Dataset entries
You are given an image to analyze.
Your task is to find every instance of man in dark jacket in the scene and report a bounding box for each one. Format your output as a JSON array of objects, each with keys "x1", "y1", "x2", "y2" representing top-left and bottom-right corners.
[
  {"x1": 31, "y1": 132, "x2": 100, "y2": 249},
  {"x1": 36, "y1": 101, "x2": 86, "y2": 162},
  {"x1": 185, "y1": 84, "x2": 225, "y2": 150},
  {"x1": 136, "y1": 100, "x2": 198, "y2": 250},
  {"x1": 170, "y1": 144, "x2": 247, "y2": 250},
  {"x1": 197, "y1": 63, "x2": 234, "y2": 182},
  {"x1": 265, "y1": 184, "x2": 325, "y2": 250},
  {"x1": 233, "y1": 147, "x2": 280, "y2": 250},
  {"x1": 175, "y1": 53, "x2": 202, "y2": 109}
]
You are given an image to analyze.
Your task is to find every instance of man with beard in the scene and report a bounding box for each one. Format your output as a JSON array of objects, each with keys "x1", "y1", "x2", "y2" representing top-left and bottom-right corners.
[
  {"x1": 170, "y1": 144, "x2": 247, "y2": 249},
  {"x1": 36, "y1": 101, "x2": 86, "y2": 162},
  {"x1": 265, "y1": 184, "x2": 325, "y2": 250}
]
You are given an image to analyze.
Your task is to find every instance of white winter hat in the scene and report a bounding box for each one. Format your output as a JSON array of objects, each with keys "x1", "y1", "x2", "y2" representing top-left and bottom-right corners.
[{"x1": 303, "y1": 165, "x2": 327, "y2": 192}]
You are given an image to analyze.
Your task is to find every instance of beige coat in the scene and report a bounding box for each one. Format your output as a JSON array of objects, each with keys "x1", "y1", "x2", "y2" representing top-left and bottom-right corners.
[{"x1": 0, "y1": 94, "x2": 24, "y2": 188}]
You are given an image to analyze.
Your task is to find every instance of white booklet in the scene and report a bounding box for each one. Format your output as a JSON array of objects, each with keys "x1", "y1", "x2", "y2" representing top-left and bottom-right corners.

[What this task involves] Retype each entry without altering a single word.

[Solution to this problem]
You are given an image to analyze.
Your task is to find every instance of man in dark jacket in the scene and report a bounding box for each one. Format your output as a JSON array of objects, each with keys "x1", "y1", "x2", "y2" representing top-left and bottom-right corners.
[
  {"x1": 31, "y1": 132, "x2": 100, "y2": 249},
  {"x1": 36, "y1": 101, "x2": 86, "y2": 162},
  {"x1": 185, "y1": 84, "x2": 225, "y2": 150},
  {"x1": 136, "y1": 100, "x2": 198, "y2": 250},
  {"x1": 170, "y1": 144, "x2": 247, "y2": 250},
  {"x1": 197, "y1": 63, "x2": 234, "y2": 182},
  {"x1": 265, "y1": 184, "x2": 325, "y2": 250},
  {"x1": 233, "y1": 147, "x2": 280, "y2": 250},
  {"x1": 175, "y1": 53, "x2": 202, "y2": 109}
]
You are given an image to analyze.
Your task is to find every instance of man with beard in the scene and report a bounding box for each one. Format your output as a JSON array of objects, each with keys "x1", "y1", "x2", "y2" representing top-left and bottom-right corners.
[
  {"x1": 170, "y1": 144, "x2": 247, "y2": 249},
  {"x1": 36, "y1": 101, "x2": 86, "y2": 162},
  {"x1": 265, "y1": 184, "x2": 325, "y2": 250}
]
You are given an image to analyze.
Your task is to find every instance of white winter hat in the scene and report a bounding box for each one. Format your output as a JSON array of objects, each with keys "x1", "y1", "x2", "y2" representing top-left and bottom-right corners.
[{"x1": 303, "y1": 165, "x2": 327, "y2": 192}]
You are given an image to analyze.
Your task is to find every instance of beige coat in the scene and report a bounding box for each one. Format your output as a JSON array of objects, each with keys "x1", "y1", "x2", "y2" representing top-left and bottom-right corners.
[{"x1": 0, "y1": 94, "x2": 24, "y2": 188}]
You are given an image to analyze.
Your task is to find every instance of white booklet in the scene and report a bounding box for each one. Format your output as a JSON array of objects, each with keys "x1", "y1", "x2", "y2" representing top-left and bottom-right corners.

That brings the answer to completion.